▶ **Your goal**: Copy every line of the material below verbatim, leaving out the pictures.

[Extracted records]
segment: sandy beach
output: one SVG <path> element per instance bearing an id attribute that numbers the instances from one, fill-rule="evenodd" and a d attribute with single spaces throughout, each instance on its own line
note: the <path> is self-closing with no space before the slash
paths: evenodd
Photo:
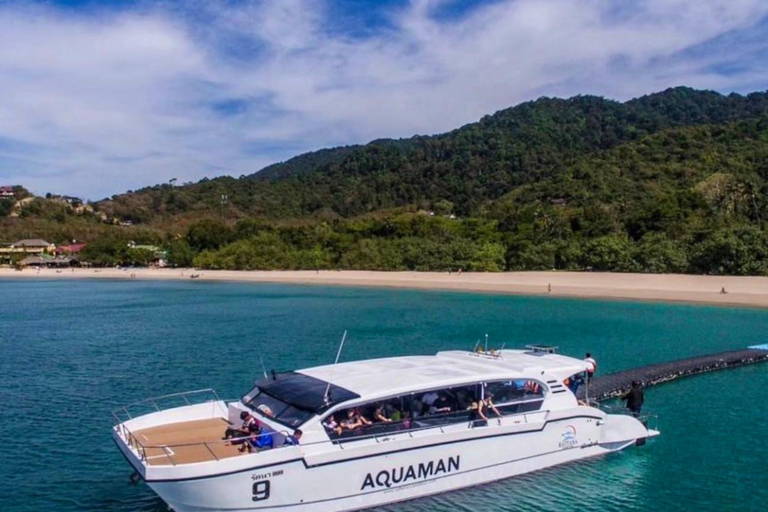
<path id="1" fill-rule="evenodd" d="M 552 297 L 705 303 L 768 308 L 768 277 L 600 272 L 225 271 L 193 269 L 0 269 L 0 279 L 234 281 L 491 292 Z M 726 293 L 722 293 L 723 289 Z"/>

▶ **Completed exercise**:
segment: sandy beach
output: one SVG <path> element per instance bearing an id attribute that numbers the instances from one, fill-rule="evenodd" and a d attribute with single spaces throughout, each instance on its own line
note: the <path> is self-closing with no space before the slash
paths: evenodd
Photo:
<path id="1" fill-rule="evenodd" d="M 552 297 L 705 303 L 768 308 L 768 277 L 600 272 L 225 271 L 193 269 L 0 269 L 0 279 L 234 281 L 491 292 Z M 726 293 L 722 293 L 723 289 Z"/>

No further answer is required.